#### TASK STATEMENT
Take the records underneath and set them down exactly.
►
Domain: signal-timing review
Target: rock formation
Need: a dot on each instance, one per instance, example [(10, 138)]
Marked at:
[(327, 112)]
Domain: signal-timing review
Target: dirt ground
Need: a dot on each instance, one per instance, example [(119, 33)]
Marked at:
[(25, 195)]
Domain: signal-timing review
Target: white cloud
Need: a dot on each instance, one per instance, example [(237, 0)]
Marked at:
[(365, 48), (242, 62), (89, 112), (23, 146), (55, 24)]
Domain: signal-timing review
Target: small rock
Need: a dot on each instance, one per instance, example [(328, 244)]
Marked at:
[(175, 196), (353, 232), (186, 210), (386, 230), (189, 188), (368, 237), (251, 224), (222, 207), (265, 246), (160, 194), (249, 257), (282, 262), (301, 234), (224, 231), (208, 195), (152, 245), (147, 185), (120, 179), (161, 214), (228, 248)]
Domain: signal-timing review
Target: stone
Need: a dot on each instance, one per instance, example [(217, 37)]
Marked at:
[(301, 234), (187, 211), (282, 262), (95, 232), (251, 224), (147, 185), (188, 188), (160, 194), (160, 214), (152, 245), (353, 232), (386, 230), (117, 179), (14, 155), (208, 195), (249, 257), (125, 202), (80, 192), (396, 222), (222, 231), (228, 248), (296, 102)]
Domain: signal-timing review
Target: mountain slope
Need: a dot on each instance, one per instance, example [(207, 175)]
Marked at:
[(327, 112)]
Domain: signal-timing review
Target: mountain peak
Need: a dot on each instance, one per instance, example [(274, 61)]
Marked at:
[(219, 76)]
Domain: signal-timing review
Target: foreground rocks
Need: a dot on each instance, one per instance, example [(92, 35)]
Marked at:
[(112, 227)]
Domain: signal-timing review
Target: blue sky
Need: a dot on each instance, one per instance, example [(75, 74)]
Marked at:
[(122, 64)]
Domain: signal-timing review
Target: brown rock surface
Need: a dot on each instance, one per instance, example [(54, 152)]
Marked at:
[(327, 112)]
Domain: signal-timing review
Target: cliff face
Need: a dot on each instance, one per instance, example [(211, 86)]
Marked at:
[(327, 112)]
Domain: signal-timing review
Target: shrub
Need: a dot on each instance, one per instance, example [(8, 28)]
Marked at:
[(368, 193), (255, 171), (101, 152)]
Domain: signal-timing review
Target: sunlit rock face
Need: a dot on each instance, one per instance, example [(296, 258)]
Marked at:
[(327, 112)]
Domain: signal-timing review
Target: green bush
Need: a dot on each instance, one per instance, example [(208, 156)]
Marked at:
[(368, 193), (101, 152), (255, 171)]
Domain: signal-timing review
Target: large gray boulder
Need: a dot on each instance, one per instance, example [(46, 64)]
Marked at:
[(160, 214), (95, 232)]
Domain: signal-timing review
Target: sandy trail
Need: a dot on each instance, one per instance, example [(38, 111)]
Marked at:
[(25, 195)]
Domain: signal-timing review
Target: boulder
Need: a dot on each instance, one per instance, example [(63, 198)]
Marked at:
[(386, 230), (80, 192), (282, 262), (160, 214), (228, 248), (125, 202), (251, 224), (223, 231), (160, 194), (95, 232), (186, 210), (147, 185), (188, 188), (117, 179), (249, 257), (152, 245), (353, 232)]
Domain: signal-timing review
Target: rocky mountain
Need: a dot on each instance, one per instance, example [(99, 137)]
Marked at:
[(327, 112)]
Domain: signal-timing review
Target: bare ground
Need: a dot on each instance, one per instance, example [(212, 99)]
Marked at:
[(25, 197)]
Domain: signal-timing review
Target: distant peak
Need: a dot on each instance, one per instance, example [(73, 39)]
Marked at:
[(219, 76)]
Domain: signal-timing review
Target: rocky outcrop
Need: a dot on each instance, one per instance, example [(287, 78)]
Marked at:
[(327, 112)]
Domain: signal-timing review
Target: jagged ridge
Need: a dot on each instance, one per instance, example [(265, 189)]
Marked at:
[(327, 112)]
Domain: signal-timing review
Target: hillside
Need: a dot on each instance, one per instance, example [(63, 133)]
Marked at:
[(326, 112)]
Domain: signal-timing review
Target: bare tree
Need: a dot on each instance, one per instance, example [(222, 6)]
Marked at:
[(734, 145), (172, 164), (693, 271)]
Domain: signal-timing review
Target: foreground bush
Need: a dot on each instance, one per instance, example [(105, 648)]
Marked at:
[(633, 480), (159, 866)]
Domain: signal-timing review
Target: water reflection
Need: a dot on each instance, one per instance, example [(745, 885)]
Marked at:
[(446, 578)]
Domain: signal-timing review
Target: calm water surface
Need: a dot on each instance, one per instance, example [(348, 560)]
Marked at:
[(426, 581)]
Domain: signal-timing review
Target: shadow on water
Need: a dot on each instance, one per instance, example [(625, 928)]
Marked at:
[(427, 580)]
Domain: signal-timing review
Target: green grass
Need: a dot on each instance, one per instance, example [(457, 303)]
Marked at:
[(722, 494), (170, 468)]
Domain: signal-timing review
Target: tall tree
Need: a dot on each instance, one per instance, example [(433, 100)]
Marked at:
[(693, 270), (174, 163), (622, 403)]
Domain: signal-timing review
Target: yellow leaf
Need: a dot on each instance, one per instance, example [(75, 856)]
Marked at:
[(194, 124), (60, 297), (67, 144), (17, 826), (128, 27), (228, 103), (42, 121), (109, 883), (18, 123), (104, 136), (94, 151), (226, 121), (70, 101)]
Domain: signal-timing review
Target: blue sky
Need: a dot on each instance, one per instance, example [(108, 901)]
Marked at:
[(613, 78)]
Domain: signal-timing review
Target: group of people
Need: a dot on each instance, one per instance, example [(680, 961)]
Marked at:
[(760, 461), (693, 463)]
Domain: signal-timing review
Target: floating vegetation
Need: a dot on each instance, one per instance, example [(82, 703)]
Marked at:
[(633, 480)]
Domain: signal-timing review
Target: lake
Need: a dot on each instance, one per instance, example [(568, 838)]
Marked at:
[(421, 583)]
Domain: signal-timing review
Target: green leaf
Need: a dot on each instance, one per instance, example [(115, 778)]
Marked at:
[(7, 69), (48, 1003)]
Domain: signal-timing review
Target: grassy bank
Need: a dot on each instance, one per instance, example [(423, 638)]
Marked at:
◄
#### EXERCISE SOLUTION
Domain: signal-timing review
Target: rock formation
Need: a dot on each instance, one per instance, example [(10, 138)]
Marked at:
[(327, 112)]
Domain: signal-timing review
Target: dirt ground
Need: a dot on each instance, one per instance, example [(119, 33)]
Marked at:
[(25, 195)]
Domain: signal-timing review
Target: white cloud
Need: a dot on each instance, one per instance, example [(237, 0)]
Marked at:
[(365, 48), (242, 62), (89, 112), (23, 146), (55, 24)]
Domain: signal-timing review
Target: small rock
Need: a dot on each instance, one per instance, example [(328, 244)]
Marked at:
[(175, 196), (353, 232), (186, 210), (386, 230), (189, 188), (368, 237), (251, 224), (222, 207), (265, 246), (160, 194), (249, 257), (282, 262), (301, 234), (224, 231), (208, 195), (152, 245), (147, 185), (120, 179), (161, 214), (228, 248)]
Domain: signal-timing review
Target: stone
Need: a dot on each instance, one per instance, example [(217, 37)]
Marked at:
[(301, 234), (187, 211), (282, 262), (95, 232), (251, 224), (147, 185), (188, 188), (160, 194), (160, 214), (152, 245), (353, 232), (386, 230), (117, 179), (14, 155), (208, 195), (249, 257), (125, 202), (80, 192), (396, 222), (222, 231), (228, 248), (296, 102)]
Domain: signal-timing review
Target: mountain slope
Need: a dot on each instance, one per instance, example [(207, 175)]
Marked at:
[(327, 112)]
Domain: signal-timing review
Target: mountain peak
Need: a dot on each instance, one per instance, example [(274, 61)]
Marked at:
[(219, 76)]
Domain: signal-timing review
Target: foreground rocks
Need: a dot on each instance, one per instance, example [(92, 35)]
Marked at:
[(112, 227)]
Domain: signal-timing review
Target: blue sky
Need: a dot on each instance, one per instance, example [(75, 74)]
Marked at:
[(122, 64)]
Domain: signal-timing review
Target: brown rock surface
Need: a dot on each instance, one per instance, example [(54, 152)]
Marked at:
[(327, 112)]
Domain: signal-timing review
Target: cliff face
Need: a dot on each instance, one per instance, example [(211, 86)]
Marked at:
[(327, 112)]
Domain: signal-timing review
Target: shrub
Need: a dot on each instance, one per instance, example [(8, 28)]
Marked at:
[(368, 193), (255, 171), (101, 152)]
Domain: signal-timing review
Target: sunlit rock face
Need: a dot on each instance, one per instance, example [(296, 258)]
Marked at:
[(327, 112)]
Domain: signal-timing review
Target: green bush
Need: a dot on each instance, one per instance, example [(208, 156)]
Marked at:
[(368, 193), (101, 152), (255, 171)]
Domain: signal-timing review
Target: large gray boulder
Need: a dot on each instance, one per instance, example [(46, 64)]
Marked at:
[(160, 214), (95, 232)]
Domain: signal-timing review
Target: sandy trail
Need: a dot on each instance, one per instance, example [(38, 111)]
Marked at:
[(25, 195)]
Domain: signal-timing review
Target: boulder
Need: a dot on each instance, one per instance, example [(63, 198)]
Marked at:
[(386, 230), (80, 192), (282, 262), (160, 214), (228, 248), (125, 202), (251, 224), (223, 231), (160, 194), (95, 232), (186, 210), (147, 185), (188, 188), (117, 179), (249, 257), (152, 245), (353, 232)]
Domain: signal-timing review
Target: rocky mountain
Need: a dot on each instance, one per instance, example [(99, 137)]
Marked at:
[(327, 112)]
Domain: signal-timing review
Target: bare ground
Need: a dot on each instance, one per instance, example [(212, 99)]
Marked at:
[(25, 197)]
Domain: signal-timing review
Target: distant peak
Need: a dot on each instance, one per instance, example [(73, 39)]
Marked at:
[(219, 76)]
Domain: signal-timing review
Target: rocky outcrop
Need: a dot on each instance, one per instance, example [(287, 78)]
Marked at:
[(327, 112)]
Domain: signal-timing review
Target: jagged ridge
Need: a dot on each instance, one per instance, example [(265, 189)]
Marked at:
[(327, 112)]
Domain: signal-timing review
Target: hillside
Need: a dot on each instance, one per instance, example [(63, 133)]
Marked at:
[(326, 112)]
Domain: signal-timing review
Target: bare tree
Need: a dot on each instance, one per instance, example [(222, 6)]
Marked at:
[(734, 145), (172, 164), (693, 271)]
Domain: signal-timing review
Target: foreground bush
Need: a dot on each instance, one per instance, example [(105, 648)]
Marked at:
[(633, 480), (159, 866)]
Domain: signal-timing review
Target: water reflection
Need: a dot on each instance, one per instance, example [(745, 885)]
Marked at:
[(446, 578)]
Domain: signal-timing review
Target: calm water surface
Need: a dot on each instance, one per instance, example [(348, 560)]
Marked at:
[(426, 581)]
Domain: signal-timing review
Target: shadow on water
Need: a dot on each instance, one per instance, example [(625, 928)]
Marked at:
[(427, 580)]
Domain: signal-timing review
Target: green grass
Need: a dot on each instance, one per instance, example [(457, 303)]
Marked at:
[(722, 494), (170, 468)]
Domain: signal-timing review
Target: tall tree
Need: a dot on each instance, one per instance, example [(433, 100)]
Marked at:
[(693, 270), (174, 163), (622, 403)]
Domain: signal-timing review
Target: yellow leaf
Need: a dot on each instance, one per instance, example [(75, 856)]
Marked at:
[(194, 124), (60, 297), (67, 144), (17, 826), (128, 27), (228, 103), (42, 121), (109, 883), (18, 123), (104, 136), (94, 151), (226, 121), (70, 101)]
Domain: signal-timing review
Target: blue sky
Need: a dot on each instance, one per instance, example [(108, 901)]
Marked at:
[(613, 78)]
Domain: signal-timing review
Target: group of people
Need: a dot on each instance, one per instance, example [(680, 961)]
Marked at:
[(760, 461), (693, 463)]
Domain: signal-timing review
Target: floating vegetation
Need: a dot on each instance, one per instance, example [(82, 703)]
Marked at:
[(633, 480)]
Domain: signal-timing review
Target: lake
Need: a dot on each instance, one per instance, example [(568, 838)]
Marked at:
[(421, 583)]
Domain: signal-timing review
Target: green leaf
Need: a dot on each instance, one per instance, example [(115, 778)]
Marked at:
[(7, 69), (48, 1003)]
Domain: signal-timing review
Target: grassy bank
Need: a dot on each instance, one per instance, example [(423, 638)]
Marked at:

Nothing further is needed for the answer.